>> begin PAGE EXTRACT
Never you mind the Phoebe Snow car in the background....

      So with that in mind, I busted out the "car repair shop" on the folding card table in the open isle of the layout the other night, and picked two LVRR box cars from the pile - A Branchline Yardmaster Series 1937 AAR 40ft car (item #8008), and an Accurail USRA Double Sheathed 40ft. car (item #4631). The nice thing here is that I can build up a fleet of a bakers dozen of each car if I choose, as Accurail sells a decal set allowing you to re-decal the original factory car to twelve different numbers, and I have two of the Yardmaster four pack sets (plus a duplicate of each set), as well as two cars I found 99% built by my father from the nicer Branchine kits, or as I call them R-T-B cars, "ready to break", that I had stashed away that require more weight, Kadees and steel wheel sets. Now don't get me wrong, I don't plan on building them all in one sitting, but I would like to add at least a half dozen before the next session in February, which is a more than easily acomplished goal. Had I not had to purchase a new roofwalk to replace the one suplied by Branchline (and a few other little details, too - more on that in a minute), these cars would have been complete in half and hour and been layout ready. As it was, working in five little 5-10 minute work sessions, I was able to give myself two nice cars to add to the layout.

      So yes, the roofwalk....As you can see in the photo below.....

Walk the plank, you scurvy dogs!

      .....That the Yardmaster car comes with a (simulated) wood roofwalk. Now, I'm no freight car guru or stickler for detail, but I knew that something just didn't look right. Don't get me wrong - The Branchline part is nice and thin (well, OK, thinner than say an Athearn roofwalk!), and the detail is good, but I just didn't think it would look "right" once I completed the kit - It is a car supposedly delivered in 1952 after all. So a quick inquiry on the Anthracite Railroads (ARHS) Yahoo! Group - - Yielded an answer in no time as to weather a Plano or Kadee metal roofwalk would be appropriate, since I could find no data online. Turns out that the Kadee Apex running board is the right model/part, AND after snipping off two of the mounting tabs and trimming the end braces (it is made to fit a Kadee car, after all), it fit like a glove, and really makes things look that much better, as the photo below proves -

I hate it when the glue lets go on the roofwalk and you don't notice until AFTER you take the picture!

      Now, in the process of building the car, I snapped off one of the stirrups (other side of car), and while I can live with that for now (Lord knows more will snap off down the road), I am considering runing back out tomorrow to the store to pick up a pack of A-Line metal stirrups. Drill, glue and paint, easy-peasy.
The only other part on both cars that seemed "wrong" to me (and is one of those "easy-peasy" fixes), are the brake wheels -

Even with the slight blur, you can tell that the Kadee wheel (left) is that tiny bit nicer and finer in detail than the as supplied Branchline wheel

      Branchline's wheel seems a little clunky, and the brakewheel supplied with the Accurail car (not shown) seems to "simple", if you catch my drift. So another message to the group was made to see if Kadee made an appropriate brakewheel, which they do, it's an Ajax item #2030, and that i ran out and purchased on Christmas Eve (gotta love that the Model Railroad Shop - - is all of five minutes from my house!).
>> end PAGE EXTRACT
>> begin DATASET EXTRACT
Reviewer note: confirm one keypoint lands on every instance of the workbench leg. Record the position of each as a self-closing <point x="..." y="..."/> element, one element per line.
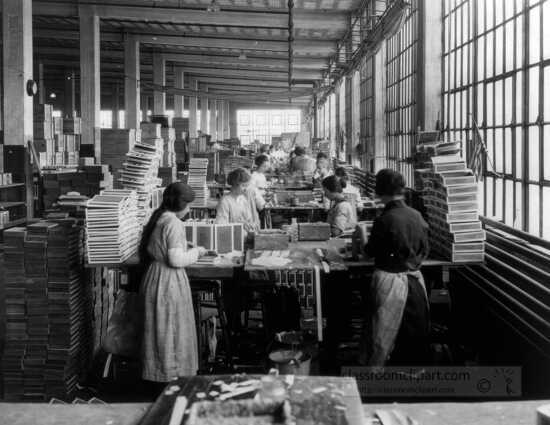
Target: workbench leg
<point x="318" y="306"/>
<point x="224" y="325"/>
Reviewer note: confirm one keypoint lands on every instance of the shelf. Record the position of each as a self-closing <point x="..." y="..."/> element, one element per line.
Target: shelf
<point x="11" y="204"/>
<point x="14" y="223"/>
<point x="8" y="186"/>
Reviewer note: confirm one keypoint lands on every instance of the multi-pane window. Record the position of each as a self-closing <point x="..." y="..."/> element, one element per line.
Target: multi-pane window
<point x="496" y="70"/>
<point x="355" y="111"/>
<point x="367" y="110"/>
<point x="262" y="125"/>
<point x="401" y="66"/>
<point x="332" y="100"/>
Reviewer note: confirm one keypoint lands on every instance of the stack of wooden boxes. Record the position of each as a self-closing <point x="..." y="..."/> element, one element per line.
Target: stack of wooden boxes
<point x="450" y="195"/>
<point x="115" y="144"/>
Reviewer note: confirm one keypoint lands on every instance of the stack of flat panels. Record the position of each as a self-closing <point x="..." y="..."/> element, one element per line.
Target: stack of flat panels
<point x="450" y="195"/>
<point x="222" y="238"/>
<point x="43" y="121"/>
<point x="16" y="318"/>
<point x="233" y="162"/>
<point x="169" y="155"/>
<point x="167" y="175"/>
<point x="213" y="163"/>
<point x="198" y="173"/>
<point x="181" y="125"/>
<point x="104" y="284"/>
<point x="115" y="144"/>
<point x="140" y="174"/>
<point x="198" y="144"/>
<point x="45" y="299"/>
<point x="68" y="339"/>
<point x="88" y="181"/>
<point x="72" y="125"/>
<point x="112" y="228"/>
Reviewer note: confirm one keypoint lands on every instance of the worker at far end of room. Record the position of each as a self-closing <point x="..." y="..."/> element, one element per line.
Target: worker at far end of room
<point x="302" y="163"/>
<point x="323" y="169"/>
<point x="397" y="323"/>
<point x="169" y="347"/>
<point x="342" y="215"/>
<point x="239" y="205"/>
<point x="258" y="180"/>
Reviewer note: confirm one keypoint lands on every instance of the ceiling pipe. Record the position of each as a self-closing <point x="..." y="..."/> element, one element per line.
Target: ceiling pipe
<point x="290" y="47"/>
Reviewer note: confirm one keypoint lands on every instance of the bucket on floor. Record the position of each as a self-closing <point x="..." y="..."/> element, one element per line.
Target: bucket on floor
<point x="291" y="362"/>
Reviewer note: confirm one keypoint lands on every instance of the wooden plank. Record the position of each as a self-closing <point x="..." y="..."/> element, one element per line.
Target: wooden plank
<point x="160" y="411"/>
<point x="303" y="19"/>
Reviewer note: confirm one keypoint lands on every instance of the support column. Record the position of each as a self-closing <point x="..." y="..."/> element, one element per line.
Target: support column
<point x="17" y="70"/>
<point x="204" y="113"/>
<point x="144" y="103"/>
<point x="90" y="93"/>
<point x="233" y="121"/>
<point x="193" y="109"/>
<point x="219" y="109"/>
<point x="212" y="126"/>
<point x="226" y="120"/>
<point x="315" y="117"/>
<point x="430" y="50"/>
<point x="17" y="110"/>
<point x="131" y="81"/>
<point x="41" y="86"/>
<point x="159" y="78"/>
<point x="115" y="106"/>
<point x="69" y="105"/>
<point x="179" y="78"/>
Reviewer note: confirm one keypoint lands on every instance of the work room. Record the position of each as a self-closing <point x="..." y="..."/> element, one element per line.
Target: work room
<point x="275" y="211"/>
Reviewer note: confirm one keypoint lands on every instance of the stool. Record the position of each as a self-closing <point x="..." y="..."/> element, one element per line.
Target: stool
<point x="213" y="286"/>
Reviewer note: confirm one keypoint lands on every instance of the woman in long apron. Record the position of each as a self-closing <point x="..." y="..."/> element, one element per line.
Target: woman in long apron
<point x="397" y="324"/>
<point x="170" y="339"/>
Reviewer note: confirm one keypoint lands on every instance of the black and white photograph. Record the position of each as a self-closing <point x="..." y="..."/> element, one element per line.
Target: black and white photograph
<point x="295" y="212"/>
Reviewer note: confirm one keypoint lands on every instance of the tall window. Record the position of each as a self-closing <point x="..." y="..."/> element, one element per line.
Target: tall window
<point x="401" y="122"/>
<point x="367" y="109"/>
<point x="497" y="71"/>
<point x="263" y="124"/>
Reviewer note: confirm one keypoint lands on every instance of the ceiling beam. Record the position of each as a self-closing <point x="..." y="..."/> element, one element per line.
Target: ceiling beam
<point x="304" y="19"/>
<point x="301" y="47"/>
<point x="306" y="47"/>
<point x="275" y="75"/>
<point x="300" y="62"/>
<point x="254" y="82"/>
<point x="303" y="63"/>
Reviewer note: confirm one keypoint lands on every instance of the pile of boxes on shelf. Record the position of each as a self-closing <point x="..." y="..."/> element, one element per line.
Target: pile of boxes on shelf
<point x="6" y="179"/>
<point x="88" y="180"/>
<point x="115" y="144"/>
<point x="450" y="195"/>
<point x="56" y="140"/>
<point x="48" y="330"/>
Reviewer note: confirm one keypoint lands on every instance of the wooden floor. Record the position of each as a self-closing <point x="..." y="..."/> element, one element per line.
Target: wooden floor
<point x="492" y="413"/>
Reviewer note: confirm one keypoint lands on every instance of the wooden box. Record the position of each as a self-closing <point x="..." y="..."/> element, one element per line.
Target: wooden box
<point x="276" y="240"/>
<point x="313" y="232"/>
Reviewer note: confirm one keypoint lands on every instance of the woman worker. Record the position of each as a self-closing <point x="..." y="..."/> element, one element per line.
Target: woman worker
<point x="239" y="205"/>
<point x="170" y="340"/>
<point x="342" y="215"/>
<point x="397" y="324"/>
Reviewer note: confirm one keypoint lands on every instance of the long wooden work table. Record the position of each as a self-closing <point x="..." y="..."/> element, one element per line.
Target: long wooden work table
<point x="303" y="256"/>
<point x="478" y="413"/>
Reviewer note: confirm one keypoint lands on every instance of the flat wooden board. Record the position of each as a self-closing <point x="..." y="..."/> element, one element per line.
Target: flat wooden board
<point x="160" y="411"/>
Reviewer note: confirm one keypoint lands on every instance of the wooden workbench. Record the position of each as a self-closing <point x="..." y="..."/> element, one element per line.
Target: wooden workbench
<point x="478" y="413"/>
<point x="161" y="410"/>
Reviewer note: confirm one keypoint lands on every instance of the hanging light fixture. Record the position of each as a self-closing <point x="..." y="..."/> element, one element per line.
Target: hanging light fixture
<point x="214" y="7"/>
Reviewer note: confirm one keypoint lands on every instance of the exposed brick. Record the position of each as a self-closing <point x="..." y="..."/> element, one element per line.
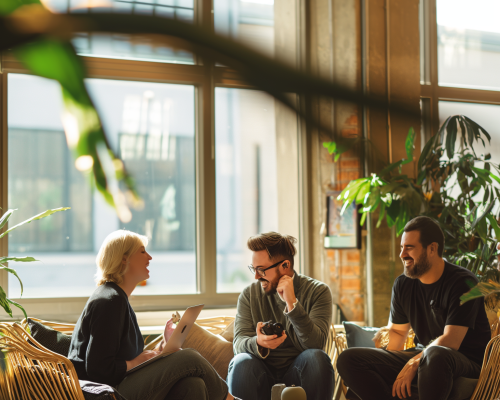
>> end DATASET EXTRACT
EXERCISE DIRECTIONS
Give a three-sentence summary of the box car post.

THE RESULT
The writer built two LVRR box cars, a Branchline Yardmaster Series 1937 AAR 40ft car and an Accurail USRA double sheathed 40ft car, over five short work sessions of 5-10 minutes each. Because the Yardmaster car's simulated wood roofwalk didn't look right for a car delivered in 1952, the writer asked the ARHS Yahoo! Group and replaced it with a Kadee Apex running board, snipping off two mounting tabs and trimming the end braces so it fit. The writer also found both cars' brake wheels lacking and bought a Kadee Ajax brakewheel, item #2030, and is considering A-Line metal stirrups to replace one snapped off during the build.